Region pointing data
*** Block opens ***

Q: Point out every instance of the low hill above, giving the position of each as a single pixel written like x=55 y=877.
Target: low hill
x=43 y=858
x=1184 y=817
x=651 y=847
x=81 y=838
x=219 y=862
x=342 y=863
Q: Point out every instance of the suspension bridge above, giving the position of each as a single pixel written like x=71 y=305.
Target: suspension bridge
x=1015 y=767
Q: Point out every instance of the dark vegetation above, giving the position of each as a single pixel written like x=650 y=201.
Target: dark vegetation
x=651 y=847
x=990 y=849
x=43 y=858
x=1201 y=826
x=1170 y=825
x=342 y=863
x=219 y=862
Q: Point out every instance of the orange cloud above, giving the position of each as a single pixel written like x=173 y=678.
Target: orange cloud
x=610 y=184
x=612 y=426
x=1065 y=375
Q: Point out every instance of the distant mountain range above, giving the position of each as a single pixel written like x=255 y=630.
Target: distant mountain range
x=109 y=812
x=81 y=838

*** Block closes ***
*** Block opens ***

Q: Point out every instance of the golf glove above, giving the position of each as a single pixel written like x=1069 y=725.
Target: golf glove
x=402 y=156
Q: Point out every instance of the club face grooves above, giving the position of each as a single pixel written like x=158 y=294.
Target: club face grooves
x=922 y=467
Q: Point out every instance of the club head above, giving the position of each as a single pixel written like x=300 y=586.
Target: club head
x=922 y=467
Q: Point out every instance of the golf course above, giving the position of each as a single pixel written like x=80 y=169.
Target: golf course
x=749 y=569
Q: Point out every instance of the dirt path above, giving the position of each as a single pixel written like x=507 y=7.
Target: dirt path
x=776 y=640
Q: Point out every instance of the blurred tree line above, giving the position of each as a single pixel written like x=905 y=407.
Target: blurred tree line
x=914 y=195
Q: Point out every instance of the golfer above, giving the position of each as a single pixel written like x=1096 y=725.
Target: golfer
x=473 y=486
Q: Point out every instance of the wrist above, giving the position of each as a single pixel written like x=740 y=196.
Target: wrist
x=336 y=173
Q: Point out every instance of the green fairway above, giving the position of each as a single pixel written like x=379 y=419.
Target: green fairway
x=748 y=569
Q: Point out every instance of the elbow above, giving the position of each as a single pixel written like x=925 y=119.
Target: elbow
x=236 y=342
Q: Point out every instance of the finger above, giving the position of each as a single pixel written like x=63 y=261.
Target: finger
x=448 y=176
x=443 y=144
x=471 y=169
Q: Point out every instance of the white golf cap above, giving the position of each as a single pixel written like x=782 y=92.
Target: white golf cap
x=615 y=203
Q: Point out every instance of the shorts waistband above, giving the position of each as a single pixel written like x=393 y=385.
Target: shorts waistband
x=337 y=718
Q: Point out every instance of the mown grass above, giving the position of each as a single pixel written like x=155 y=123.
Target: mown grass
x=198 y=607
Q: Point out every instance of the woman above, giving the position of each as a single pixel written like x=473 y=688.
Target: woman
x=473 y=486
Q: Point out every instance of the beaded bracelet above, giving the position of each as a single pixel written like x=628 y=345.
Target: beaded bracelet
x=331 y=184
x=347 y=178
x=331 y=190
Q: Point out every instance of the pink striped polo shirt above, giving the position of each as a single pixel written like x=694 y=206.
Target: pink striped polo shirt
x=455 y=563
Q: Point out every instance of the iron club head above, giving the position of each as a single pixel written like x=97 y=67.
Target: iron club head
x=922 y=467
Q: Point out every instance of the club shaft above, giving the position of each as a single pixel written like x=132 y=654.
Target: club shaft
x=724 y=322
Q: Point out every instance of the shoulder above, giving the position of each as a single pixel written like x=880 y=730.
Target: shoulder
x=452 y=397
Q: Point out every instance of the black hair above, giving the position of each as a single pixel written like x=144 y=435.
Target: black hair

*** Block closes ***

Where the string "hair" appears in a line of the entries, that line counts; state the total number of such lines and nothing else.

* _RESULT FOR THIS EXERCISE_
2